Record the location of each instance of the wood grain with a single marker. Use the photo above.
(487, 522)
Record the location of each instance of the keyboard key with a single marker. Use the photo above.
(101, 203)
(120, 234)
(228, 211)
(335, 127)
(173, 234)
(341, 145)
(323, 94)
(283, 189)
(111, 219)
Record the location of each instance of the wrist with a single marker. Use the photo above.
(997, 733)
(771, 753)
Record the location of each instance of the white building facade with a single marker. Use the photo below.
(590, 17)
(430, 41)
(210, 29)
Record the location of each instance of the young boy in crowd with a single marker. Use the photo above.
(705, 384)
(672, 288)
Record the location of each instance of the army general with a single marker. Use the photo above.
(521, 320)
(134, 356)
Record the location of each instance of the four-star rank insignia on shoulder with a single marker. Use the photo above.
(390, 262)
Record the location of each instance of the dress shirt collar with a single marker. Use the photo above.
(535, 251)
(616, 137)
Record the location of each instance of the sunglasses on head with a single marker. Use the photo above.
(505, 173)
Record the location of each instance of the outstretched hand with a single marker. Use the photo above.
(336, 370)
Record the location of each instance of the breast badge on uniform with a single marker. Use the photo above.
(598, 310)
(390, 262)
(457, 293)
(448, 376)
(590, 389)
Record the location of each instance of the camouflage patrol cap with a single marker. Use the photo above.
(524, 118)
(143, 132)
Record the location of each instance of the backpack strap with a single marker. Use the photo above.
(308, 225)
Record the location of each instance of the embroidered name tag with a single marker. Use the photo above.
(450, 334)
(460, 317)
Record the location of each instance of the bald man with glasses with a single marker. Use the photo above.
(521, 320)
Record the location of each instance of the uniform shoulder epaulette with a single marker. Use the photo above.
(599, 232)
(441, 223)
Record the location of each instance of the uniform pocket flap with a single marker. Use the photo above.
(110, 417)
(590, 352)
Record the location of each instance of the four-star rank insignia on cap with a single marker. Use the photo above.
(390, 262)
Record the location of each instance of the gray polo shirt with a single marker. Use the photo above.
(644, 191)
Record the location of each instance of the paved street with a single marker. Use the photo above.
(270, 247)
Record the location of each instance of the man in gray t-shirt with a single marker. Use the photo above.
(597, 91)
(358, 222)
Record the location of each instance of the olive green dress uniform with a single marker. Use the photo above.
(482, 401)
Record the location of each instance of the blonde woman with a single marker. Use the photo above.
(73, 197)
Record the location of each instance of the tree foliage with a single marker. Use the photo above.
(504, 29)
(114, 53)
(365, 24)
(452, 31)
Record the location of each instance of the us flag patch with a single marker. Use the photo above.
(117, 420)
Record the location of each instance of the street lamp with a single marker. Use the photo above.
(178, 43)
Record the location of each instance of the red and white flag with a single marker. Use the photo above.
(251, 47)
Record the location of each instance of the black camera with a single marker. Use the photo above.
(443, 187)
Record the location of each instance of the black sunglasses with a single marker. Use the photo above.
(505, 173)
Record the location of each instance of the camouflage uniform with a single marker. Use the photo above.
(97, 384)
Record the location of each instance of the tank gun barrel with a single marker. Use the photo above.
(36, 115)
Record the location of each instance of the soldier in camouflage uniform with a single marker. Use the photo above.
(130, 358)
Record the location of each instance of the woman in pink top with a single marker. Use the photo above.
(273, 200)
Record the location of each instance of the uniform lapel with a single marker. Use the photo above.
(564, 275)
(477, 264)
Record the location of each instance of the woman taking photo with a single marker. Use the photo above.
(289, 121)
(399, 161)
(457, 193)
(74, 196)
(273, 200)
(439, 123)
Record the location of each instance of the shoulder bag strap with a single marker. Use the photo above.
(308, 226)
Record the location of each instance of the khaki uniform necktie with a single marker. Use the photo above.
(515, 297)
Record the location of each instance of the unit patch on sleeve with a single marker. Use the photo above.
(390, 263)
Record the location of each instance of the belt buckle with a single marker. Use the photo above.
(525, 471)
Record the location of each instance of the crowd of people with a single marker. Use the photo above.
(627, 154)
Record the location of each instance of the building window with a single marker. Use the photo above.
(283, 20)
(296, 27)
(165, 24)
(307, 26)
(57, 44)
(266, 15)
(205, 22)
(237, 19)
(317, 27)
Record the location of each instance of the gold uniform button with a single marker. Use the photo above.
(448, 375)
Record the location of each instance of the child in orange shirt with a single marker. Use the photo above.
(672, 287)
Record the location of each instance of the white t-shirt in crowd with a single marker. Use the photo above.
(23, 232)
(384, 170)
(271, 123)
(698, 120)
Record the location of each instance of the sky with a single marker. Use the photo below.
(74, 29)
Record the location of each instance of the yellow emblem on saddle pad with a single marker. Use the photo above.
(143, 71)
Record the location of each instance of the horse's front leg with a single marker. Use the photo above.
***
▸ **The request**:
Reproduce every row above word for word, with no changes.

▸ **Full output**:
Record the location of each instance of the wood grain with a single marker. Use the photo above.
(487, 522)
Record the location of each instance of the keyboard key with a single marker. Use the photo above.
(101, 203)
(120, 234)
(228, 211)
(335, 127)
(173, 234)
(341, 145)
(323, 94)
(283, 189)
(111, 219)
Record the location of each instance of the wrist with a single marker. Use the photo above.
(997, 733)
(771, 753)
Record the location of each instance of the white building facade with a single marker. Use the photo below.
(590, 17)
(430, 41)
(210, 29)
Record the location of each instance of the young boy in crowd with a single marker. Use the photo above.
(705, 384)
(672, 288)
Record the location of each instance of the army general with a single marker. Use the photo above.
(521, 320)
(134, 356)
Record the location of each instance of the four-star rank insignia on shoulder with a single marker. Use the photo above.
(390, 262)
Record the location of each instance of the dress shirt collar with a single marker. Use the photo above.
(535, 251)
(616, 137)
Record the location of each instance of the sunglasses on head with a single marker. Use the photo above.
(505, 173)
Record the location of each instance of the outstretched hand with a single marker. Use the photo above.
(336, 370)
Record the location of each instance of the breast badge on uniform with a single marker. Use the photo above.
(598, 310)
(390, 262)
(457, 293)
(448, 376)
(590, 389)
Record the location of each instance of the camouflage patrol cap with a single marker. Use the photo above.
(524, 118)
(143, 132)
Record the location of each instance of the backpack strap with a single marker. Use the photo above.
(308, 225)
Record the location of each instance of the embroidered name tag with a single marker. Use the photo above.
(450, 334)
(460, 317)
Record the location of each instance of the bald man with glasses with a single marker. Use the photo above.
(521, 320)
Record the location of each instance of the uniform shoulder epaulette with a single marker. Use the photo above.
(599, 232)
(441, 223)
Record the location of each instance of the uniform pocket flap with a single marker. Use the photo above.
(110, 417)
(590, 352)
Record the location of each instance of the four-star rank insignia on cap with a single marker. Use the photo above.
(390, 262)
Record the location of each instance of the gray polo shirt with a single marker. Use the photo above.
(644, 191)
Record the location of each instance of the paved street with a single marker. Use the photo above.
(270, 247)
Record the location of each instance of the man in gray t-shirt with a single marker. Use the photo above.
(597, 91)
(358, 222)
Record the location of each instance of the olive green dress uniform with a single marker. Use the photo above.
(482, 401)
Record the location of each instance of the blonde woman with a single marker. Use the photo above.
(73, 197)
Record the location of each instance of the tree foliage with a single marker. Use the photo above.
(504, 29)
(114, 53)
(365, 24)
(452, 31)
Record the location of each instance of the us flag patch with a single marker. Use the photo above.
(117, 420)
Record the location of each instance of the street lamp with a single marker. Use the photo above.
(178, 43)
Record the location of each instance of the red and white flag with a single marker. Use the photo above.
(251, 47)
Record the location of each instance of the black camera with a single marker. Use the photo above.
(443, 187)
Record the location of each instance of the black sunglasses with a single marker. Use the photo above.
(505, 173)
Record the location of each instance of the camouflage uniform with a single marker. Use the photo above.
(97, 384)
Record the location of each instance of the tank gun barrel with a single marker. Use the photo above.
(36, 115)
Record the location of each instance of the soldier in camouflage uniform with a single marker. Use the photo above.
(130, 358)
Record the location of each instance of the woman in pink top with a single marker. Use the photo above.
(273, 200)
Record the location of each instance of the uniform lapel with a single marker. Use the photo above.
(564, 275)
(477, 264)
Record the location of each instance of the woman taking photo with a single marker. Use the photo above.
(289, 121)
(399, 161)
(457, 193)
(74, 196)
(273, 200)
(439, 123)
Record the location of each instance of the shoulder bag strap with a single marker. Use the photo above.
(308, 226)
Record the location of each instance of the khaki uniform necktie with a single marker. Use the photo above.
(515, 297)
Record the location of each instance of the unit patch on sleeve with a single marker. Use the photo above.
(390, 263)
Record the location of each instance of the belt buckle with a single marker. Use the photo above.
(525, 471)
Record the location of each instance of the crowd of people with a single marker. Use the photo above.
(627, 154)
Record the location of each instance of the building window with a single marker. Use the photo above.
(283, 20)
(296, 27)
(165, 24)
(307, 26)
(57, 44)
(266, 15)
(205, 22)
(237, 19)
(317, 27)
Record the location of each instance of the gold uniform button with a single marker. Use the photo above.
(448, 375)
Record the location of each instance of the child in orange shirt with a single marker. Use the photo above.
(672, 287)
Record the location of each instance of the white t-shirt in crowd with a single marker. Use the photo above.
(23, 232)
(384, 170)
(271, 123)
(698, 120)
Record the location of each instance of the sky with a single marker. Use the photo below.
(74, 29)
Record the location of each instance of the yellow emblem on saddle pad with a single marker. Use the photo above.
(143, 71)
Record the location of each instance of the horse's front leg with a single marker. Use the photo above.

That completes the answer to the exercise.